BEGIN Reading text

- Born: Adnan Çolak 5 September 1952 (age 73) Turkey]
- Other name: "Baltalı Katil" ("The Axe Murderer") or "Artvin Canavarı" ("The Beast of Artvin")
- Criminal penalty: Six death sentences and 40 years imprisonment; commuted to life imprisonment

Details
- Victims: 11 elderly men and women
- Span of crimes: 1992–1995
- Country: Turkey
- State: Artvin
- Date apprehended: 1995; 31 years ago

= Adnan Çolak =

Turkish serial killer and rapist (born 1952)

Adnan Çolak (born 5 September 1952) is a Turkish serial killer and rapist known as "Baltalı Katil" ("The Axe Murderer") or "Artvin Canavarı" ("The Beast of Artvin").

He murdered eleven elderly people, including six women, whom he raped. He was sentenced to death and 40 years in prison. His death penalty was commuted to life imprisonment. In 2005, he was released from prison on conditional release arrangement.

END Reading text
BEGIN Information given

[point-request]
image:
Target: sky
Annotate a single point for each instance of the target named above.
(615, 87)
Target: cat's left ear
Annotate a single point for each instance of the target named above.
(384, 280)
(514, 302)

END Information given

--- What to work on ---
1 - Give every field label that appears under the heading "Details" in the Adnan Çolak article.
2 - Duplicate everything in the Adnan Çolak article from "- Born: Adnan" down to "rapist (born 1952)".
The listing has no connection to the Adnan Çolak article.

--- Results for each task ---
1 -
Victims
Span of crimes
Country
State
Date apprehended

2 -
- Born: Adnan Çolak 5 September 1952 (age 73) Turkey]
- Other name: "Baltalı Katil" ("The Axe Murderer") or "Artvin Canavarı" ("The Beast of Artvin")
- Criminal penalty: Six death sentences and 40 years imprisonment; commuted to life imprisonment

Details
- Victims: 11 elderly men and women
- Span of crimes: 1992–1995
- Country: Turkey
- State: Artvin
- Date apprehended: 1995; 31 years ago

= Adnan Çolak =

Turkish serial killer and rapist (born 1952)